(Material provided Opens)

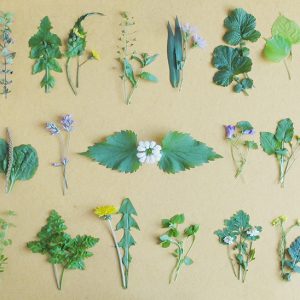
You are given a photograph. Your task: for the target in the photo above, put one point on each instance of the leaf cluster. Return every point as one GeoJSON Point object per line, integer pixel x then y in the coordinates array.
{"type": "Point", "coordinates": [24, 162]}
{"type": "Point", "coordinates": [179, 152]}
{"type": "Point", "coordinates": [233, 62]}
{"type": "Point", "coordinates": [45, 51]}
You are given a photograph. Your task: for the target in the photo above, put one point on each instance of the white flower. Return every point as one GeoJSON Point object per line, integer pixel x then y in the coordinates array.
{"type": "Point", "coordinates": [228, 240]}
{"type": "Point", "coordinates": [199, 41]}
{"type": "Point", "coordinates": [253, 232]}
{"type": "Point", "coordinates": [148, 152]}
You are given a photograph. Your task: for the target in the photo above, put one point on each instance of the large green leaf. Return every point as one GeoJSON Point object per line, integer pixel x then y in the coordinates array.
{"type": "Point", "coordinates": [118, 152]}
{"type": "Point", "coordinates": [269, 142]}
{"type": "Point", "coordinates": [241, 26]}
{"type": "Point", "coordinates": [229, 62]}
{"type": "Point", "coordinates": [286, 28]}
{"type": "Point", "coordinates": [180, 152]}
{"type": "Point", "coordinates": [277, 48]}
{"type": "Point", "coordinates": [285, 131]}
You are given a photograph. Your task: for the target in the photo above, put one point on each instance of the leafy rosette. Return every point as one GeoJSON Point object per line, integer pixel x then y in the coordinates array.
{"type": "Point", "coordinates": [178, 152]}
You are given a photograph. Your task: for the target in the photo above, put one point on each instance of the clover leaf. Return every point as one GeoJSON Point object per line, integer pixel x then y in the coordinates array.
{"type": "Point", "coordinates": [241, 26]}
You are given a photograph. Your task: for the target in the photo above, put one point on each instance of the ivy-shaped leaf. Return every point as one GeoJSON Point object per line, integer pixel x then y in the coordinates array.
{"type": "Point", "coordinates": [180, 152]}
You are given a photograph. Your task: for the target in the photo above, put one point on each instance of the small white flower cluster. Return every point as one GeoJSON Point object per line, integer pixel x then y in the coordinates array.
{"type": "Point", "coordinates": [148, 152]}
{"type": "Point", "coordinates": [253, 232]}
{"type": "Point", "coordinates": [228, 240]}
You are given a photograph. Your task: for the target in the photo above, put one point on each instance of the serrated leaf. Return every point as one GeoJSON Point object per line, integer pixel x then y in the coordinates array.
{"type": "Point", "coordinates": [180, 152]}
{"type": "Point", "coordinates": [118, 152]}
{"type": "Point", "coordinates": [285, 131]}
{"type": "Point", "coordinates": [269, 143]}
{"type": "Point", "coordinates": [241, 26]}
{"type": "Point", "coordinates": [229, 62]}
{"type": "Point", "coordinates": [277, 48]}
{"type": "Point", "coordinates": [286, 28]}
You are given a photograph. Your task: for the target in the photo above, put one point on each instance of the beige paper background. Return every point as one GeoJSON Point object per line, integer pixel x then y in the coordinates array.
{"type": "Point", "coordinates": [206, 195]}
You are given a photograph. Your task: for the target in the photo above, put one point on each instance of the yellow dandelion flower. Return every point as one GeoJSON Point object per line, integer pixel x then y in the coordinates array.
{"type": "Point", "coordinates": [95, 55]}
{"type": "Point", "coordinates": [107, 210]}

(Material provided Closes)

[The task]:
Each record needs to be reproduced exactly, and no image should be carried over.

[Reply]:
You are given a photograph. Your task: for the target in the photo above, put one point on each instance of the leaf cluster. Return every point as one GeoJSON Point object per line, integer pixel x then y in the coordinates array.
{"type": "Point", "coordinates": [24, 162]}
{"type": "Point", "coordinates": [179, 152]}
{"type": "Point", "coordinates": [233, 62]}
{"type": "Point", "coordinates": [45, 51]}
You are given a photograph. Your task: for the target in the photo above, put one point on each instance of the white flower. Return every point as one GeoJSON Point object per line, integer pixel x then y in the coordinates array.
{"type": "Point", "coordinates": [228, 240]}
{"type": "Point", "coordinates": [199, 41]}
{"type": "Point", "coordinates": [253, 232]}
{"type": "Point", "coordinates": [148, 152]}
You are given a photograph. Your task: for the target in the photo above, put one point on each instance of the large green leaf. Return every point as one GeoJSON Point object per line, integer pixel x then y in the coordinates array.
{"type": "Point", "coordinates": [118, 152]}
{"type": "Point", "coordinates": [269, 142]}
{"type": "Point", "coordinates": [241, 26]}
{"type": "Point", "coordinates": [229, 62]}
{"type": "Point", "coordinates": [286, 28]}
{"type": "Point", "coordinates": [180, 152]}
{"type": "Point", "coordinates": [277, 48]}
{"type": "Point", "coordinates": [285, 131]}
You are given a photograph. Your task: for the target in the photo above, put one point on each instance of the leafy rosette. Return every point as one GeoJSON Point object per line, integer pixel x then y in the coordinates array.
{"type": "Point", "coordinates": [178, 152]}
You are given a photograph. Your task: for the target in the photo above, put one point on each instance of the clover leaf. Return every point as one GeoJSON Point object per line, integer pixel x then y in the coordinates array.
{"type": "Point", "coordinates": [241, 26]}
You are given a photograph. Your task: for the target in the photo above, put one point on each instance of the ivy-shaped leaf. Return every point as one GeoJSON Point object per line, integer pixel x then y in the coordinates array.
{"type": "Point", "coordinates": [180, 152]}
You are given a photograph. Your task: for the target in the photo above, put one point on each instance of the small white flower cluster. Return every point as one GeoJSON Point object per line, integer pixel x then y in the coordinates array.
{"type": "Point", "coordinates": [148, 152]}
{"type": "Point", "coordinates": [253, 232]}
{"type": "Point", "coordinates": [228, 240]}
You are given a photograph. Your task: for the target in the photo above, put one point on each instance of the serrated leaf. Return every point as one GeoJSON Point object per line, integer pixel x then y in the coordinates array.
{"type": "Point", "coordinates": [180, 152]}
{"type": "Point", "coordinates": [118, 152]}
{"type": "Point", "coordinates": [285, 131]}
{"type": "Point", "coordinates": [269, 143]}
{"type": "Point", "coordinates": [241, 26]}
{"type": "Point", "coordinates": [229, 62]}
{"type": "Point", "coordinates": [277, 48]}
{"type": "Point", "coordinates": [286, 28]}
You are given a photograph. Your task: for the target in the photo above, put one point on each instance of the beige paper background. Return every point as one GeoJSON Point object per line, integer pixel x then y in the coordinates array.
{"type": "Point", "coordinates": [206, 195]}
You are given a photograph. Your task: for the target in the photo above, put one point on each instance of the yellow dandelion flower. Return every point as one GeoJSON Point object per line, integer pixel x then y in the coordinates array.
{"type": "Point", "coordinates": [95, 55]}
{"type": "Point", "coordinates": [107, 210]}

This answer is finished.